- Data section:
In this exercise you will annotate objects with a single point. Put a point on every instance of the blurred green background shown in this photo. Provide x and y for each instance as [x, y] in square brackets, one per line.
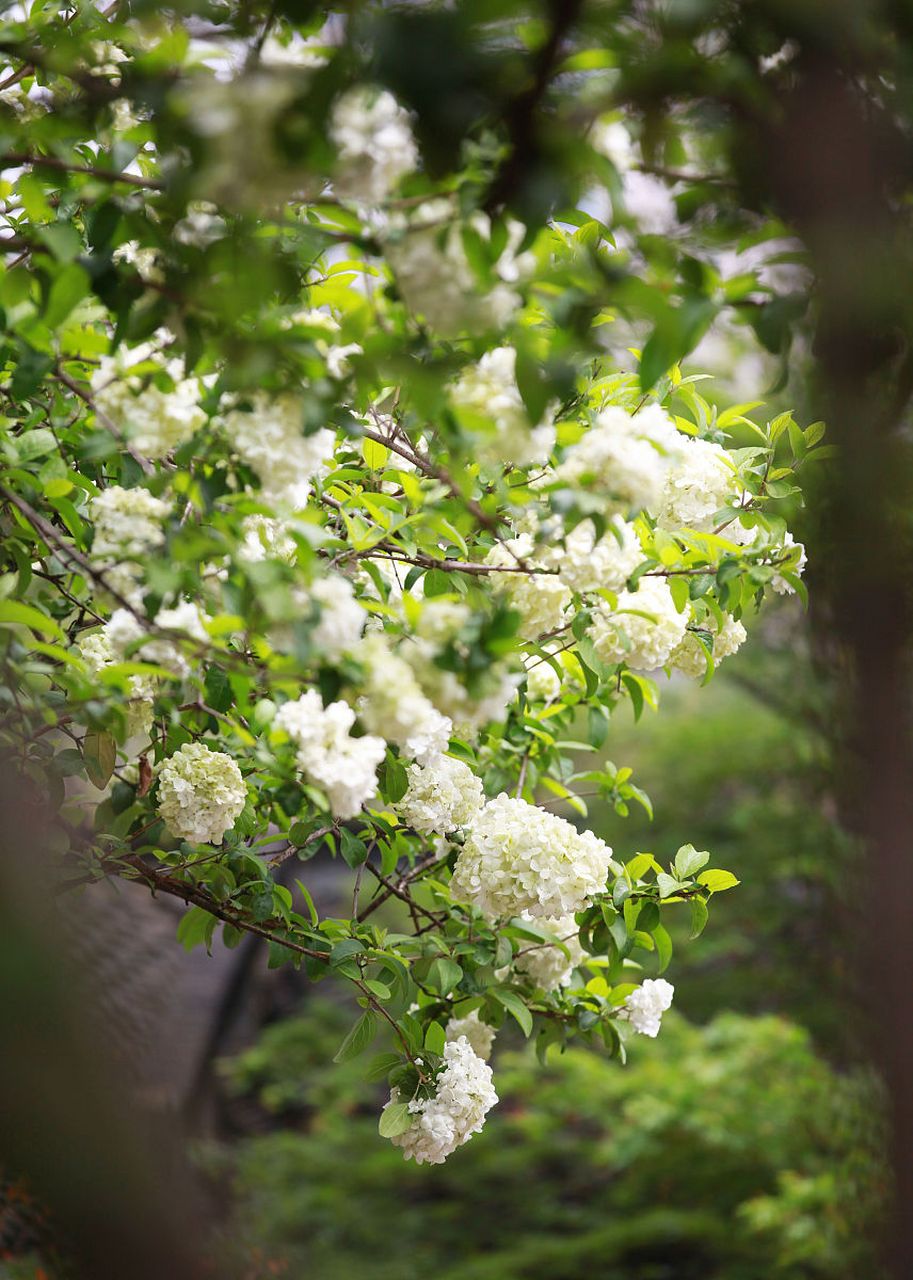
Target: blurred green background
[743, 1143]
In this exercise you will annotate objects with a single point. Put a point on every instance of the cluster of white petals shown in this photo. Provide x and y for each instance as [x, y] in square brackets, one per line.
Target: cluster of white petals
[646, 1006]
[155, 419]
[269, 438]
[587, 563]
[479, 1034]
[441, 796]
[644, 639]
[539, 598]
[549, 965]
[462, 1098]
[489, 391]
[519, 858]
[543, 682]
[374, 142]
[779, 583]
[393, 704]
[265, 538]
[97, 652]
[697, 487]
[345, 767]
[342, 618]
[127, 522]
[201, 794]
[690, 656]
[437, 280]
[624, 458]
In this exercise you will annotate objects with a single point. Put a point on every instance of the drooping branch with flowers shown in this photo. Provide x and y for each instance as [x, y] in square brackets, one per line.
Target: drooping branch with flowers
[337, 517]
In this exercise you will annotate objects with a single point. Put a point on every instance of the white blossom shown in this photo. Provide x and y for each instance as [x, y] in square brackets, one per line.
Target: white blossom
[97, 652]
[269, 438]
[393, 704]
[690, 656]
[539, 598]
[342, 618]
[646, 638]
[479, 1034]
[345, 767]
[437, 280]
[164, 652]
[462, 1098]
[442, 796]
[127, 522]
[201, 794]
[519, 858]
[489, 391]
[622, 458]
[697, 487]
[548, 965]
[647, 1004]
[265, 538]
[779, 583]
[155, 419]
[587, 563]
[543, 682]
[374, 141]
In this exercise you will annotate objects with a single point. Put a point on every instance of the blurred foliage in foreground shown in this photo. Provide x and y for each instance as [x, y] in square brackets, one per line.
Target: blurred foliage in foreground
[726, 1151]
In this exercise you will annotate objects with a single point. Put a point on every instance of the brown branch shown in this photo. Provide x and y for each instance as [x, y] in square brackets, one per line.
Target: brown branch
[14, 159]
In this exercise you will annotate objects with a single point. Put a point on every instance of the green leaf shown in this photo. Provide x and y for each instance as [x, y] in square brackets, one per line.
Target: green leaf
[100, 753]
[359, 1037]
[14, 611]
[395, 1119]
[514, 1005]
[667, 885]
[699, 917]
[663, 946]
[689, 860]
[443, 974]
[717, 881]
[436, 1038]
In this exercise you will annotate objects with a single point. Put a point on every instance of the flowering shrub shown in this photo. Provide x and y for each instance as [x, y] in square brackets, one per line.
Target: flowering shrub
[334, 520]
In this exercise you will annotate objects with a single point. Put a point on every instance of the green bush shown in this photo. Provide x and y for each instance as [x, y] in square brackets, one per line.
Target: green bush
[729, 1151]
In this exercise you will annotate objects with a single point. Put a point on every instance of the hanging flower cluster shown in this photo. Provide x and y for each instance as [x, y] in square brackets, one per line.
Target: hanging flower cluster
[337, 508]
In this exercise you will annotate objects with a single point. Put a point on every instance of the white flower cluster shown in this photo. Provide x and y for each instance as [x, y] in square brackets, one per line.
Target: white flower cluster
[154, 419]
[697, 487]
[342, 618]
[264, 538]
[690, 656]
[127, 522]
[393, 704]
[442, 796]
[488, 391]
[519, 858]
[779, 583]
[543, 682]
[462, 1098]
[374, 140]
[587, 563]
[548, 965]
[437, 280]
[269, 438]
[97, 652]
[624, 458]
[646, 1006]
[345, 767]
[479, 1034]
[127, 525]
[646, 638]
[201, 794]
[539, 598]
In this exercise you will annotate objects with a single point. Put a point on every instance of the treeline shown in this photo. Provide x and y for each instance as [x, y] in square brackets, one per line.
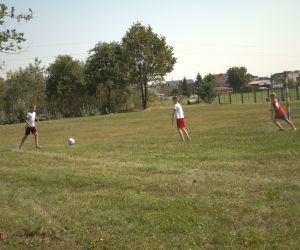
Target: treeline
[115, 77]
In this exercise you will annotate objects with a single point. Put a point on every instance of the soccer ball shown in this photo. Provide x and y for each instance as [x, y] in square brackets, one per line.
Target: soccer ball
[71, 141]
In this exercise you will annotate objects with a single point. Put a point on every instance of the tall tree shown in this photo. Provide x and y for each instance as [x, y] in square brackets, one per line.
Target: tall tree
[238, 78]
[66, 85]
[10, 38]
[24, 87]
[148, 57]
[198, 83]
[185, 88]
[207, 88]
[104, 71]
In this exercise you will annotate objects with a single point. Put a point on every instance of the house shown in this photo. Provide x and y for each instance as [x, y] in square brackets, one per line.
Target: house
[278, 79]
[261, 83]
[222, 85]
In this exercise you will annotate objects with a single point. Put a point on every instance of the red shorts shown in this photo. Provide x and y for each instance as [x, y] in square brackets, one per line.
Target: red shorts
[180, 123]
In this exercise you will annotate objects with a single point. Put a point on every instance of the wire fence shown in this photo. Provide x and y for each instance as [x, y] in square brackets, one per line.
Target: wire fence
[256, 96]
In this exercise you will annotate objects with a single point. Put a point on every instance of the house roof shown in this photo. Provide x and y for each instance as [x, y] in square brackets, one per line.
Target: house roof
[222, 80]
[261, 82]
[178, 82]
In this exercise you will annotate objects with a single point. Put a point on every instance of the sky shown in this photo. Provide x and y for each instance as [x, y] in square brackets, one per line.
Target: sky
[207, 36]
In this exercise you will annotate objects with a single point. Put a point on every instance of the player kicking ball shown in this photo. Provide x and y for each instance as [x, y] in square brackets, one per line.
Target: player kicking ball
[280, 113]
[30, 127]
[180, 119]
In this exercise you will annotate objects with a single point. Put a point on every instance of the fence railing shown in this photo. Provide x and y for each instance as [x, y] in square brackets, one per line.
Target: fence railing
[256, 96]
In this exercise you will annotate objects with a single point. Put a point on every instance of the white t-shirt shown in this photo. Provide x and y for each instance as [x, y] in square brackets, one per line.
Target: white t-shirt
[178, 111]
[30, 118]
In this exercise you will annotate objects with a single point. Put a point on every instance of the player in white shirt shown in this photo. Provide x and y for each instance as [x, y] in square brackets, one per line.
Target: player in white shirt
[178, 111]
[30, 127]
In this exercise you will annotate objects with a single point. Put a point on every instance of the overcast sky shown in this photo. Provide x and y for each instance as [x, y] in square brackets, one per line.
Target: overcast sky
[208, 36]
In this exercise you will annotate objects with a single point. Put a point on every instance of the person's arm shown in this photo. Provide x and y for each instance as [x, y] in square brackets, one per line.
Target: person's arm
[173, 115]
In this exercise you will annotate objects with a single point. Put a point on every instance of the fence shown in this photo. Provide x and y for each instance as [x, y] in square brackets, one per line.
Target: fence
[256, 96]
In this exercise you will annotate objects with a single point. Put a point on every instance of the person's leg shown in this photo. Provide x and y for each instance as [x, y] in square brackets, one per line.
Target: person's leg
[181, 134]
[22, 141]
[186, 133]
[36, 139]
[291, 124]
[278, 124]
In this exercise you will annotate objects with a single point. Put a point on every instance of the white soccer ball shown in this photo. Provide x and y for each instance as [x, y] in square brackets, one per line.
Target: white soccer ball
[71, 141]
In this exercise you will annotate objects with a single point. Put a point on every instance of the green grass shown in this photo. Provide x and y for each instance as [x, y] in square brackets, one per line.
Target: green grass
[130, 183]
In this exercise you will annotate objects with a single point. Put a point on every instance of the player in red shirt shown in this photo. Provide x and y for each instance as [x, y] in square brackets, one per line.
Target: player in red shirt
[280, 113]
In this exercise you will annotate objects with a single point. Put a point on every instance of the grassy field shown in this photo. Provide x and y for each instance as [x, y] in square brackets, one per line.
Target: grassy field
[130, 183]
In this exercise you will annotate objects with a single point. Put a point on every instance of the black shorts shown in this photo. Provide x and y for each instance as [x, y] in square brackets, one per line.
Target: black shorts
[30, 129]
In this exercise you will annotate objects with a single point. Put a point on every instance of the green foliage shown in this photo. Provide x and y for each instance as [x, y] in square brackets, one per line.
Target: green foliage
[207, 88]
[10, 38]
[147, 57]
[23, 88]
[105, 75]
[278, 78]
[185, 90]
[65, 85]
[292, 83]
[238, 78]
[198, 83]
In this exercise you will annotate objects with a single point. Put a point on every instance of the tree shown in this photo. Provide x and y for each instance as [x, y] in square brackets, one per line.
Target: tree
[66, 85]
[10, 39]
[238, 78]
[292, 83]
[207, 88]
[147, 57]
[104, 72]
[24, 87]
[198, 83]
[185, 88]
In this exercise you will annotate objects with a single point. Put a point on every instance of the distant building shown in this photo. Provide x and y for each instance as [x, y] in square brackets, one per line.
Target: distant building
[261, 83]
[278, 79]
[222, 85]
[167, 88]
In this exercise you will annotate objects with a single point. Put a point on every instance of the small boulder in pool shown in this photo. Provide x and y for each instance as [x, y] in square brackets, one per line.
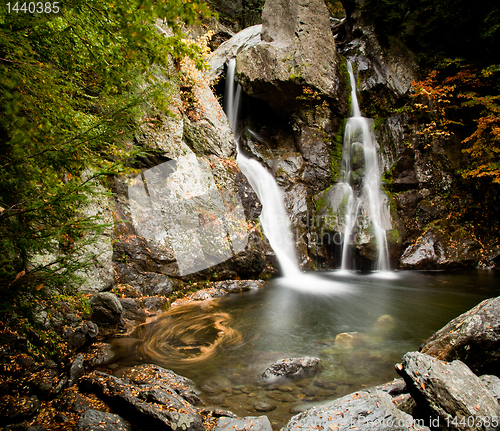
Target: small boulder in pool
[292, 367]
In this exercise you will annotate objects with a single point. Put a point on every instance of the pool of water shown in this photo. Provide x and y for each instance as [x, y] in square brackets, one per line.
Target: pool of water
[359, 325]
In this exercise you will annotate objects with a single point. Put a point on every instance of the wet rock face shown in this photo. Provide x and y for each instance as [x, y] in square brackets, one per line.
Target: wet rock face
[361, 410]
[96, 420]
[473, 337]
[438, 249]
[154, 405]
[451, 391]
[106, 310]
[297, 48]
[254, 423]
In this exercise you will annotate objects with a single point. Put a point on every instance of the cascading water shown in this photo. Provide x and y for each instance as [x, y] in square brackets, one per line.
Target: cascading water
[274, 219]
[359, 137]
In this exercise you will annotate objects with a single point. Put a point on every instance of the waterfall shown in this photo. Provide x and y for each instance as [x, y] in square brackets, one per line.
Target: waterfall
[274, 219]
[359, 138]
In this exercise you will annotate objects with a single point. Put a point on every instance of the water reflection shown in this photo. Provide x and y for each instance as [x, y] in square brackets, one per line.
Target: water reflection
[183, 336]
[360, 325]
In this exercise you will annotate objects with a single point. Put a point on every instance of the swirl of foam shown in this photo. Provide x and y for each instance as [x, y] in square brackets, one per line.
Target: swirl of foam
[186, 335]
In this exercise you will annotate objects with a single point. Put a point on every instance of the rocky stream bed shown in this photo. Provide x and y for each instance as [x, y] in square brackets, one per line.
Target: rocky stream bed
[450, 383]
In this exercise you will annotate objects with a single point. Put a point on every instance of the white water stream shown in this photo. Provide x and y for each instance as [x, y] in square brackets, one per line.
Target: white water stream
[358, 133]
[273, 218]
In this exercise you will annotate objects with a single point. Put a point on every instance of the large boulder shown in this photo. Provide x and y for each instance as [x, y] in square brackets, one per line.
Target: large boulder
[297, 49]
[442, 249]
[106, 310]
[473, 337]
[374, 411]
[292, 367]
[253, 423]
[153, 406]
[452, 392]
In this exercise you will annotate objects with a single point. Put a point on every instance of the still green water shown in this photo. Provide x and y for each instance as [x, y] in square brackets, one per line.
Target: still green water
[360, 325]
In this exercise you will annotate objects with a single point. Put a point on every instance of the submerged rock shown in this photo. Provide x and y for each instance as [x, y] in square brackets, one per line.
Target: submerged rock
[492, 383]
[473, 337]
[292, 367]
[253, 423]
[451, 391]
[95, 420]
[106, 310]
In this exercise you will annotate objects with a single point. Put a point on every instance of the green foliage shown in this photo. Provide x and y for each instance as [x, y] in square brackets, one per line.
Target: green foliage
[71, 87]
[440, 28]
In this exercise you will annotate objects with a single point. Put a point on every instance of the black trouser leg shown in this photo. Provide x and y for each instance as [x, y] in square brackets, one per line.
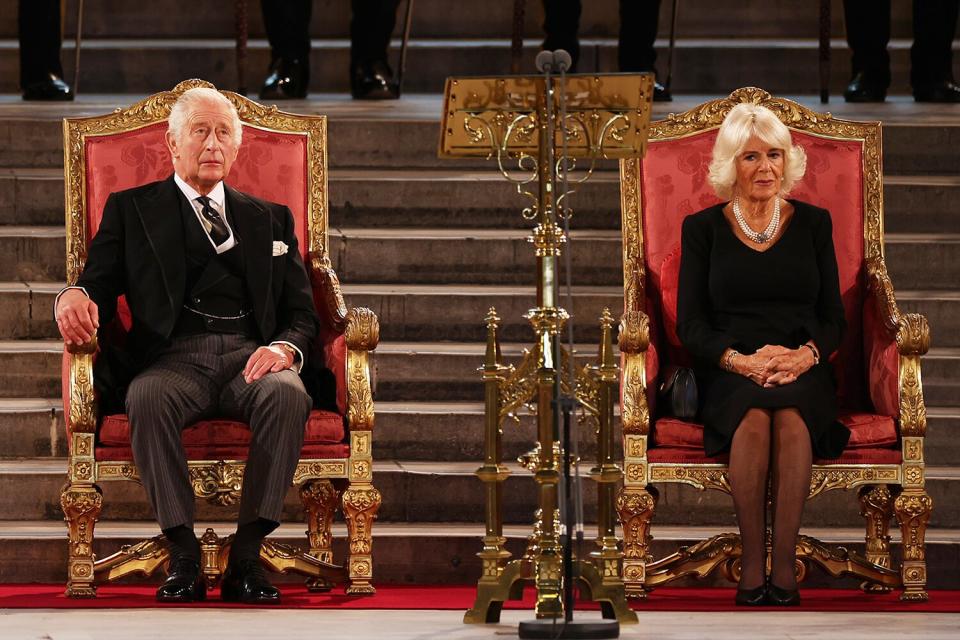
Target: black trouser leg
[561, 24]
[638, 32]
[868, 33]
[934, 27]
[288, 28]
[371, 25]
[39, 25]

- Activity: Starting at the line above that contains "Target: green grass", repeat each line exactly up to and including the line that contains "of the small", and stop there.

- Solution to the problem:
Target: green grass
[130, 183]
In this exercise you will annotate objects with a single point. Put a point on every instance of the player in red shirt shown in this photo. Provide x and y for each instance as [x, y] in square brackets, one per line.
Target: player in red shirt
[280, 113]
In this exercise you will annotate objects with a single point. Put a point on every instance of the grassy field shown in this photo. Provide x and y for each instance as [x, y] in square brackets, one per line.
Target: grassy field
[130, 183]
In this exercise you will annotate objects with a single point. Put a point on every instance of the black shorts shown in this photo. Provide x and y for each instance as [x, y] in square brackets, one per line.
Target: black shorts
[30, 129]
In this exercise you will annotate objects with a single point. Put a point on every instance of the green foliage shown in this photo. Provide x and y for each instance as [x, y] in square brackets, one per line.
Target: green foliage
[207, 88]
[10, 38]
[147, 57]
[23, 88]
[105, 75]
[278, 78]
[185, 90]
[65, 85]
[292, 83]
[238, 78]
[198, 83]
In this exercise you will annotate objects with a single point. Put a point on every instance of the tree shown in this photo. Provide x and y for each instance as [x, y] in square brackets, one per line.
Target: tree
[66, 85]
[10, 39]
[238, 78]
[292, 83]
[207, 88]
[147, 57]
[104, 72]
[24, 87]
[198, 83]
[185, 88]
In this exercise you will annotate objects with a single point. Put a point on every instance of the distant building shown in this photo. Provide x and y for each instance as [x, y] in square brackets, one per line.
Target: distant building
[261, 83]
[278, 79]
[222, 85]
[167, 88]
In this exercise you will annotate objects with a single point. Put a point on every instance of the small boulder in pool shown in this photo. Provide x and y for each instance as [x, y] in square brackets, one per line.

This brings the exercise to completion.